Palermo senza Biagio Conte

Un estratto dall’articolo di oggi su la Repubblica.

Dei palermitani ha detto: “Hanno il difetto di attendere che i problemi si risolvano da soli”. E per lui, severo e impetuoso come un vento che sveglia e rinvigorisce, l’accidia non è solo uno dei vizi capitali, ma un mostro da combattere.
Di Palermo e delle sue istituzioni ha scritto di sentirsi deluso dopo essere stato lasciato solo “da Regione e Comune”. Poi ha preso la via dell’esilio non senza aver chiesto ai suoi collaboratori di resistere fin quando possibile, manco fossero al fronte.
Uno così dovrebbe essere guardato con distacco nella città della diffidenza, tenuto a distanza con la canna in quanto rompiscatole autoproclamatosi laico in missione per conto di Dio. E invece Palermo si fida di lui, di Biagio Conte, anima (linda) e corpo (malandato) di un centro di accoglienza come mai se ne erano visti in Sicilia.


Che sia per magnetismo, effetto inebriante di fede o per semplice simpatia, la città ha sempre manifestato interesse per le gesta di questo eroe moderno che parla di sé in terza persona e che usa il bastone per sorreggersi ma mai, anche quando ne avrebbe pieno diritto, per randellare. Dai più umili ai più snob, torme di palermitani si sono inchinate dinanzi al suo fascino ipnotico.
(…)

Righe di dati
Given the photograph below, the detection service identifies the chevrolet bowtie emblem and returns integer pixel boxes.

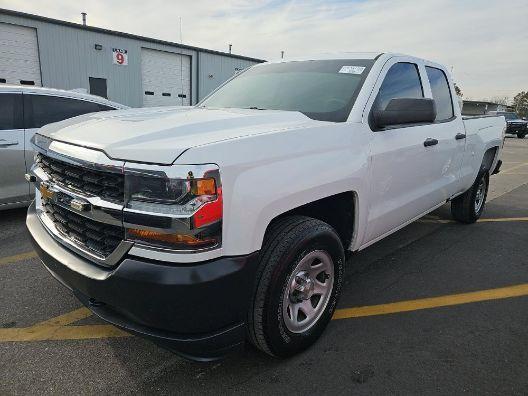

Cose da fare
(a) Nell'estratto su Biagio Conte, da chi ha scritto di essere stato lasciato solo?
(b) Prosegui l'estratto su Biagio Conte a partire dalla sua ultima frase.

Risultati attesi
(a) Da Regione e Comune.

(b)
Poteva farsi prete, dando al suo progetto un crisma di ufficialità che avrebbe oliato certi ingranaggi e soprattutto raddrizzando le bocche storte di alcune gerarchie ecclesiastiche che in principio vedevano in lui un anarchico della carità, una sorta di concorrente sleale nel mercato delle anime. Quando gli hanno chiesto il perché di questa scelta, ha risposto semplicemente “perché non era il progetto che Dio aveva per me”, manifestando la spiazzante certezza che ne avesse avuto comunicazione diretta.
Se mai decidessero di dargli un Nobel dovrebbero inventarne uno per l’indipendenza, poiché fratello Biagio, come si fa chiamare, è l’uomo più libero che si possa incontrare. E non perché non riconosce alcuna autorità, ma perché il suo principale – capo, guida suprema, e se vogliamo datore di lavoro – sta talmente in alto da non incombere coi suoi ordini.
Il corpo di Biagio è leggendariamente piegato dal tempo. Troppe notti all’addiaccio, troppe scomodità tutte insieme, troppe privazioni e, dal punto di vista terreno, troppo di nulla e nulla di troppo. Ci fu un periodo in cui lui non camminava più, dato che alcune sue vertebre lo avevano tradito. Andò a Lourdes in treno con l’Unitalsi – primo viaggio in cui non si muoveva a piedi, coi sandali – e lì all’improvviso mollò la sedia a rotelle. La Chiesa parla di miracolo, noi comuni mortali ci limitiamo a pensare che, come scriveva Jules Verne, alcune strade portano più a un destino che a una destinazione.
Chiunque sia il suo suggeritore, se ne esiste uno, questo missionario laico ha inventato un importante codice di comunicazione, col mondo e soprattutto con i suoi seguaci. L’esercizio dell’uguaglianza non già come diritto, ma come moneta di scambio è in tal senso geniale: siccome noi siamo uguali, io posso chiedere a te ciò che chiederei a me. E nessuno osa dirgli di no.
Nessuno tranne la fredda macchina burocratica, guidata da una diaspora di cervelli che diluiscono all’infinito le responsabilità, e ispirata da un fondamentalismo economico che usa la crisi come lavatrice delle coscienze. Non c’è un euro e pussa via.
E così venne il giorno della Croce. Fratello Biagio se la caricò fisicamente in spalla, se ne fregò delle metafore, e se ne andò per monti a cercare quelle che noi chiamiamo risposte e che lui chiama soluzioni: “Dio mi dirà come mi devo comportare nei prossimi giorni”.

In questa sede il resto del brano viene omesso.